# Pto Tractor Stumper



## CLEARVIEW TREE (Mar 15, 2008)

Anyone tried a WOODS,mfg pto driven stump grinder? I bought one last year and it's the best investment i've ever made. A bud that's an ISA arborist looked at it and couldn't believe his eyes! It's got a sandvik wheel with the 24 carbide teeth. The same wheel thats on his carlton grinder. Man this thing will eat up some stumps with very little vibe. Cost me 3700 out the door. I've got 20k in the new 29hp kubota 4wd tractor w/loader, the grinder, and a ripper/grader box! For me being a small tree service the kubota w/the pto grinder is several handy tools in one. I generally load my logs, grind, grade with the loader and in one trip i'm outta there! For a lot less than most reg grinders.:hmm3grin2orange:


----------



## CLEARVIEW TREE (Mar 15, 2008)

Oh and there are no belts to change. It's got a bullet-proof diff. drive like a car sealed in fluid and a 5yr warranty . Ground with it reliably for almost a yr now.


----------



## corndogg (Mar 15, 2008)

Yeah I like that idea. So you got the small one, the model 50? Looks heavy duty and works well? Comes stock with the sandvik wheel? SOunds like a great little machine. Any other concerns so far?

:::::

## Aim 1
Set down, word for word, the part of the stump grinder thread that starts with "Oh and there" and ends with "corndogg (Mar 15, 2008)".
## Aim 2
Please collect every line of the entries below that contains the string "antenna".

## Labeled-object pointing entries
:::::

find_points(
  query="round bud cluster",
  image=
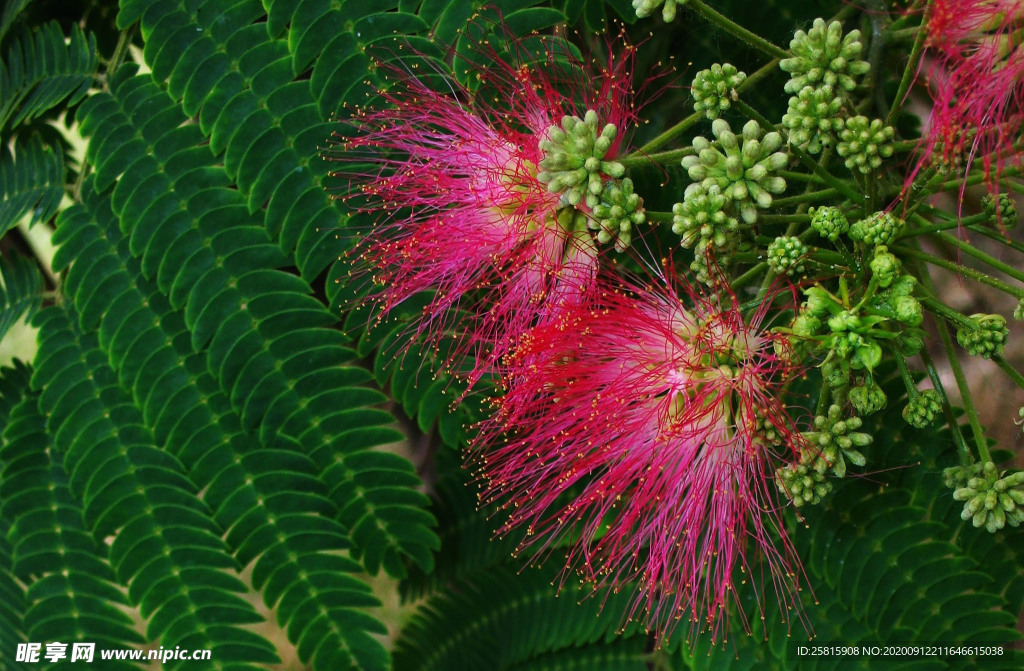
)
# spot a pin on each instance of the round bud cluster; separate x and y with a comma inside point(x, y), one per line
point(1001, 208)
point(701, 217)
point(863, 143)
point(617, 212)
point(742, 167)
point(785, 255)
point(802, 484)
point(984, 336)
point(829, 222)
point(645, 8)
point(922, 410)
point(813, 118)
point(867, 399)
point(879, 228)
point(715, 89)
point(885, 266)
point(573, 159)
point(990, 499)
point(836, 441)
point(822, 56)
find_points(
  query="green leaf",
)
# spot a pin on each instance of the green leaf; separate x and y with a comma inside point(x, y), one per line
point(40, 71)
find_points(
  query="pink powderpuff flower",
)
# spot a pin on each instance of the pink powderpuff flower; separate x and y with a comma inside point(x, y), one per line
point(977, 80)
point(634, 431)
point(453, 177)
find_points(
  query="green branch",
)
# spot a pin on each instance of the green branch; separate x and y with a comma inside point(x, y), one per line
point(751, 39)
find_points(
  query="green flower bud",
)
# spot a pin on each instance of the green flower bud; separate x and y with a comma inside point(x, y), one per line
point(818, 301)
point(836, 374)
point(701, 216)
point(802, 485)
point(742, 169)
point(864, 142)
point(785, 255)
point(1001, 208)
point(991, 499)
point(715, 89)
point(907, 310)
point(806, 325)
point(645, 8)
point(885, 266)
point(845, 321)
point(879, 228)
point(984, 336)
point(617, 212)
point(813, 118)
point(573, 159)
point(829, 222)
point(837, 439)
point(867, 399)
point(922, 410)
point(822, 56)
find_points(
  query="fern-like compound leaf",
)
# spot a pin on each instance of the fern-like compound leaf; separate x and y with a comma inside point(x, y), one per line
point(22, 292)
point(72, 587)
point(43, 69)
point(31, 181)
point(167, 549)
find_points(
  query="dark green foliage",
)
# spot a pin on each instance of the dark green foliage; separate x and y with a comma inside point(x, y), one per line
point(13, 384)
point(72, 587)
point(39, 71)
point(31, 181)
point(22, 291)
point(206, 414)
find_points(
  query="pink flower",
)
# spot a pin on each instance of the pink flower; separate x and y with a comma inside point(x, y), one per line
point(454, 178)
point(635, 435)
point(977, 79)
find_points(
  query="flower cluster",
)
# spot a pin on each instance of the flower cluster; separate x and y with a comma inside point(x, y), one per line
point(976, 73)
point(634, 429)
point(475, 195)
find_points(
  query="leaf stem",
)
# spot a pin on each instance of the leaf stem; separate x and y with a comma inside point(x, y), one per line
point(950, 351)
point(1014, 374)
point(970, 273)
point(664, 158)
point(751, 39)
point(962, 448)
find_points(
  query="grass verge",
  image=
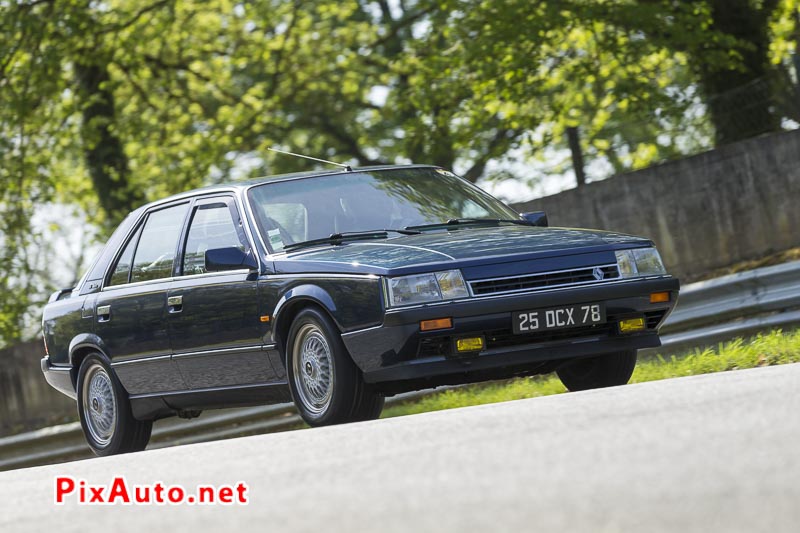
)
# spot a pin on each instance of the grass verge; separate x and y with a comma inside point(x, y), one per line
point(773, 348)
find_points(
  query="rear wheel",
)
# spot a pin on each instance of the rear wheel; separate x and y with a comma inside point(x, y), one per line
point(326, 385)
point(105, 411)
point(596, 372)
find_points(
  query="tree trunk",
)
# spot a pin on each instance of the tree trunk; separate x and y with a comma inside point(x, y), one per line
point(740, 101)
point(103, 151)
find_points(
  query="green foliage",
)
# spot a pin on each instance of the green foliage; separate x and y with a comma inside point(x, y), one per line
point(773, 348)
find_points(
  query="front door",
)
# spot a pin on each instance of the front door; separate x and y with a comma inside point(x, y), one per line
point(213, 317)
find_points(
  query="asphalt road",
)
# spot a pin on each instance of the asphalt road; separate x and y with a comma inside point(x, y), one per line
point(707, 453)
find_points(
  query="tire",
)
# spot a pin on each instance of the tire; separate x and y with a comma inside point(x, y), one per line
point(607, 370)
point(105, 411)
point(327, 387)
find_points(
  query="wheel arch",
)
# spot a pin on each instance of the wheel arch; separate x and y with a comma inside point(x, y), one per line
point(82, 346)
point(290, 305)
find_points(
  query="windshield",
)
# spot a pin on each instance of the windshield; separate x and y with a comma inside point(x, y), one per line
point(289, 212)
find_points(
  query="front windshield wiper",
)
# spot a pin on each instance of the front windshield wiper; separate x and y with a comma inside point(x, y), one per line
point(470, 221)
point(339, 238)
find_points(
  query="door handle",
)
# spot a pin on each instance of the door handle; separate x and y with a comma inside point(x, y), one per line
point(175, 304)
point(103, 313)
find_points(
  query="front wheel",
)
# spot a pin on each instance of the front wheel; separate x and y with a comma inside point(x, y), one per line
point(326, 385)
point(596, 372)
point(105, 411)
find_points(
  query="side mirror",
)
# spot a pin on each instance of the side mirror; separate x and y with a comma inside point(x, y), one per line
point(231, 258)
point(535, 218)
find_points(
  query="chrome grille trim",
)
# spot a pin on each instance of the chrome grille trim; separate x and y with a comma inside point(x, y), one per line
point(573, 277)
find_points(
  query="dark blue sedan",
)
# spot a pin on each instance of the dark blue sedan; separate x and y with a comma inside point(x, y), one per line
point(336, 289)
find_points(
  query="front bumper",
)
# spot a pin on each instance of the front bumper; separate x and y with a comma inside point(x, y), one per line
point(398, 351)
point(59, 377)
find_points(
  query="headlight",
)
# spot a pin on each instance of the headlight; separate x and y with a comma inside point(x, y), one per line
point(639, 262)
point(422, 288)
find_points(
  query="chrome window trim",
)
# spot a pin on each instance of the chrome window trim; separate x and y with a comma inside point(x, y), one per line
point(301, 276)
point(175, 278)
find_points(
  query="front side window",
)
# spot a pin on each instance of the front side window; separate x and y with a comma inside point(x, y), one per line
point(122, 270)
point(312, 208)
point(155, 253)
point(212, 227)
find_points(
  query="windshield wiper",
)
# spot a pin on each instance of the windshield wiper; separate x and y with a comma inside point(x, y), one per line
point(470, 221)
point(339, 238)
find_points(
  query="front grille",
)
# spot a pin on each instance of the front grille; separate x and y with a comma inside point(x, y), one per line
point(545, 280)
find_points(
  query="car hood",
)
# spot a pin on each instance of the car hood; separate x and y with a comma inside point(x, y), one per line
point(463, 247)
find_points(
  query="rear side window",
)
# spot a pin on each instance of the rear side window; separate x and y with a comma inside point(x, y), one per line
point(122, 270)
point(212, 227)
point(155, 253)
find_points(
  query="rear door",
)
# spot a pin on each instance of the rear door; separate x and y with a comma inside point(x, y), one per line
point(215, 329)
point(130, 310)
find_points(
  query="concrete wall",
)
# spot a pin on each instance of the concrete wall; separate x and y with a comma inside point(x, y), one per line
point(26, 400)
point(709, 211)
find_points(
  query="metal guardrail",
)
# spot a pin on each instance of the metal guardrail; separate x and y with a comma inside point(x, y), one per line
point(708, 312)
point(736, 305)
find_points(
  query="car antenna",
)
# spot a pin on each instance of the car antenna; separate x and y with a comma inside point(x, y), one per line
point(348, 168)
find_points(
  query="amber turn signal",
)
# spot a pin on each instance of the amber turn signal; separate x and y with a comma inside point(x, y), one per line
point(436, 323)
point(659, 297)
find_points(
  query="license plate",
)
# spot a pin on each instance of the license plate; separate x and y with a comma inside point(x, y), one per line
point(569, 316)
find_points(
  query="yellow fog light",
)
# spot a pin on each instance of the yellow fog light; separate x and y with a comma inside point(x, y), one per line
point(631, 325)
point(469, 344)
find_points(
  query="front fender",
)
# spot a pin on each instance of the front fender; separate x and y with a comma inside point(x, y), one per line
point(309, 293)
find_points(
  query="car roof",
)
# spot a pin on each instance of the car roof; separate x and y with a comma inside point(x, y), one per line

:::::

## Problem solution 1
Oh and there are no belts to change. It's got a bullet-proof diff. drive like a car sealed in fluid and a 5yr warranty . Ground with it reliably for almost a yr now.


----------



## corndogg (Mar 15, 2008)

## Problem solution 2
  query="car antenna",
# spot a pin on each instance of the car antenna; separate x and y with a comma inside point(x, y), one per line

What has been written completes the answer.